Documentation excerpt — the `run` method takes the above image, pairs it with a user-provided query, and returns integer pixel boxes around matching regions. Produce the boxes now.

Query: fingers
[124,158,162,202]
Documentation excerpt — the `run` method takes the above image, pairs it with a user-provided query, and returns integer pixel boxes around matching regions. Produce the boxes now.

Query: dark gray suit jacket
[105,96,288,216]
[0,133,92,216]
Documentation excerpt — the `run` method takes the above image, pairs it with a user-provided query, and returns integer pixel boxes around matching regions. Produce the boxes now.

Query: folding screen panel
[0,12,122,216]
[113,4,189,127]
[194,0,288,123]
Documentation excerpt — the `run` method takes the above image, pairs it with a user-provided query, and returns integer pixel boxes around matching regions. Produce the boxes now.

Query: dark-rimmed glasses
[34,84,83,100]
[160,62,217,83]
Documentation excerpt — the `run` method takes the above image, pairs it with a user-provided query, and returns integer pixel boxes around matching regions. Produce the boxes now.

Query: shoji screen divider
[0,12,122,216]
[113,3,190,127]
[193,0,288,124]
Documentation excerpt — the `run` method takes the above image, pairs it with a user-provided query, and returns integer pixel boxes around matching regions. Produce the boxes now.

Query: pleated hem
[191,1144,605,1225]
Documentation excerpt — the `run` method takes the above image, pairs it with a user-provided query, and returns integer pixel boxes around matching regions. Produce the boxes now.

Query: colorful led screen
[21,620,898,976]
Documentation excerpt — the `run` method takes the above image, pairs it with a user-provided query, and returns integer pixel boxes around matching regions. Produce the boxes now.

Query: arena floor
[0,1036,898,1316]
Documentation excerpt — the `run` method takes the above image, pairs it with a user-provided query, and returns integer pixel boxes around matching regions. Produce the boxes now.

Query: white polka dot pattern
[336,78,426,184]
-*-
Scale the stretch of rows from the start through the line that contains "[124,158,162,202]", both ends included, and reproduce every line of it with the requests unchanged. Multiply each bounding-box coordinate in the answers by 1.25 and round to whole numbers, with halves rounded up.

Documentation excerpt — the `run` method takes the above image, pairs it with a user-provided query, and returns integer pixel boxes around matching regions. Produce the boxes now.

Query: fingers
[155,198,203,253]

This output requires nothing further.